#### [Do this]
Please rewrite the rows from the start through the line containing "45], [75, 47]]", changing "wispy cloud" to "cirrus cloud" and leaving everything else the same.
::: Listed entries
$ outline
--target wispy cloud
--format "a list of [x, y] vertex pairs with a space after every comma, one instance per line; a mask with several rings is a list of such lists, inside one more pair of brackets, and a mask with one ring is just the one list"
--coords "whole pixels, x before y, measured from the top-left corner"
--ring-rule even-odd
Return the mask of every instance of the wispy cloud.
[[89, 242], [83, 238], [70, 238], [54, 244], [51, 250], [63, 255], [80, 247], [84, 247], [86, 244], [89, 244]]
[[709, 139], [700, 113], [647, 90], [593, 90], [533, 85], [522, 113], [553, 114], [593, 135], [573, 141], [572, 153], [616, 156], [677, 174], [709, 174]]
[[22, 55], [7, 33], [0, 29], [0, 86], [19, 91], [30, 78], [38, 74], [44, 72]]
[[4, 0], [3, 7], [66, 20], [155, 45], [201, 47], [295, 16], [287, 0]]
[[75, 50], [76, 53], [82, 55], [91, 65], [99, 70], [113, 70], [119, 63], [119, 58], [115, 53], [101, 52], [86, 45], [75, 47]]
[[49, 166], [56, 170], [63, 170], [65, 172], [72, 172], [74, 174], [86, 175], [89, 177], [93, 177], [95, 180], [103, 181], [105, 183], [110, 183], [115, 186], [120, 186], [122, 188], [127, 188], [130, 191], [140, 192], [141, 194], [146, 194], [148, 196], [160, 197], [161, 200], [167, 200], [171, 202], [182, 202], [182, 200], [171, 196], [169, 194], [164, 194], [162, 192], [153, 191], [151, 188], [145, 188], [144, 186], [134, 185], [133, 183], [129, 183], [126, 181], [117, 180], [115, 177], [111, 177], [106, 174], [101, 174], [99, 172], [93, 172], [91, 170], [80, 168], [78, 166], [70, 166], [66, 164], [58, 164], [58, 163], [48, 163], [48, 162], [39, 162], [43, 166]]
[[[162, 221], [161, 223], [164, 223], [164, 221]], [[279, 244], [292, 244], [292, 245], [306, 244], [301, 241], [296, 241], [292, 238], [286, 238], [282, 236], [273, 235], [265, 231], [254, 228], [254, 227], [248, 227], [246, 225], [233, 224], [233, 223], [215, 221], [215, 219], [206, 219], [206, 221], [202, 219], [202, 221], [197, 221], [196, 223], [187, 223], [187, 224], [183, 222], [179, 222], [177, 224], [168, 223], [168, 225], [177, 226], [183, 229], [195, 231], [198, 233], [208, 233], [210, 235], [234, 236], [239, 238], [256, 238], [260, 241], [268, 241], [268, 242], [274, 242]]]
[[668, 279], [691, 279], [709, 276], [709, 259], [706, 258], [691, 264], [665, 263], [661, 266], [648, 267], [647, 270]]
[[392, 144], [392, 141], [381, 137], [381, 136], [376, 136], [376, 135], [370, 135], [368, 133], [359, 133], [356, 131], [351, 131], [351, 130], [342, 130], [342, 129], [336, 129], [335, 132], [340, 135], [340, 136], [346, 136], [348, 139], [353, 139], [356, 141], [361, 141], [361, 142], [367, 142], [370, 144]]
::::::
#### [Problem solution]
$ outline
--target cirrus cloud
--format "a list of [x, y] vertex pairs with a space after every comma, one instance per line; a mask with several rings is a list of such lists, inside one more pair of brackets, and a mask with one ring is just the one list"
--coords "whole pixels, x before y, measured from the top-left corner"
--ring-rule even-odd
Return the mask of every instance of the cirrus cloud.
[[89, 242], [83, 238], [70, 238], [54, 244], [51, 250], [63, 255], [80, 247], [84, 247], [86, 244], [89, 244]]
[[709, 139], [700, 113], [647, 90], [593, 90], [533, 85], [522, 113], [553, 114], [593, 135], [573, 141], [572, 153], [616, 156], [677, 174], [709, 174]]
[[22, 55], [7, 33], [0, 29], [0, 86], [19, 91], [30, 78], [38, 74], [44, 72]]
[[4, 0], [3, 7], [66, 20], [155, 45], [201, 47], [295, 16], [287, 0]]
[[75, 50], [76, 53], [82, 55], [91, 65], [99, 70], [113, 70], [119, 63], [119, 58], [115, 53], [101, 52], [86, 45], [75, 47]]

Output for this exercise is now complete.